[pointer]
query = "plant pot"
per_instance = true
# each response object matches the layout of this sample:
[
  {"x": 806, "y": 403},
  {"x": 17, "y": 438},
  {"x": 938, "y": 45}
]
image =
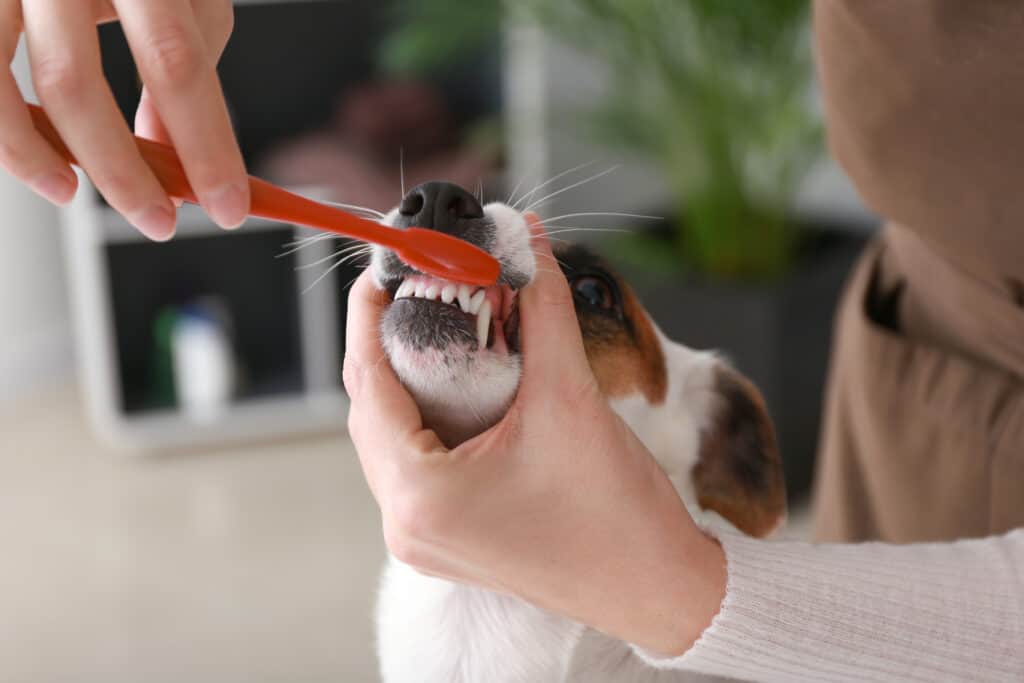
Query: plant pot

----

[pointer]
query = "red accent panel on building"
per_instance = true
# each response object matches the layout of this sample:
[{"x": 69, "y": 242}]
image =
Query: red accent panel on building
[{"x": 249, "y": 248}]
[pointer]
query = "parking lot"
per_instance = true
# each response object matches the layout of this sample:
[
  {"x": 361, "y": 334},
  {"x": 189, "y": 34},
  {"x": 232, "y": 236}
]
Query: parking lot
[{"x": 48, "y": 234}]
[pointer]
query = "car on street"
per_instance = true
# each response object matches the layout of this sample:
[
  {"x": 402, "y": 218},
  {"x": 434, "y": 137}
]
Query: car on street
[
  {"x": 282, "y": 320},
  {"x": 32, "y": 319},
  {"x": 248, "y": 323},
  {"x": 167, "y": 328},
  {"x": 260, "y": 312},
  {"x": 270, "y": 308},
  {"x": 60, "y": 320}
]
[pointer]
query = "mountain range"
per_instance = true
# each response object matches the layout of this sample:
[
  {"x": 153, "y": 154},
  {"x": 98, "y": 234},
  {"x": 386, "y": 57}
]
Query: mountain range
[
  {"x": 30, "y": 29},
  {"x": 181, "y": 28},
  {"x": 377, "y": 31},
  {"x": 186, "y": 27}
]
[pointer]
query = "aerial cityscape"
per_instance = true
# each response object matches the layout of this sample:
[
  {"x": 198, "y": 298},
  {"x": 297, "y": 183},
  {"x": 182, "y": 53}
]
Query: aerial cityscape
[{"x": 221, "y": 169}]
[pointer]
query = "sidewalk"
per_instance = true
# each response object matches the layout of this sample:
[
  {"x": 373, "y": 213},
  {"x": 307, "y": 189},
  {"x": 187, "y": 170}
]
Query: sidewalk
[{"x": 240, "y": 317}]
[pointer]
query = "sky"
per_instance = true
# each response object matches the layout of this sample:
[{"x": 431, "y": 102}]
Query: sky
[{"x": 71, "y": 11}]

----

| WORK INSTRUCTIONS |
Report each line of the data above that contains the string "range", copying the whole line. Matching is case-sensitive.

| COMPLETED EXERCISE |
query = "mountain range"
Query: mountain range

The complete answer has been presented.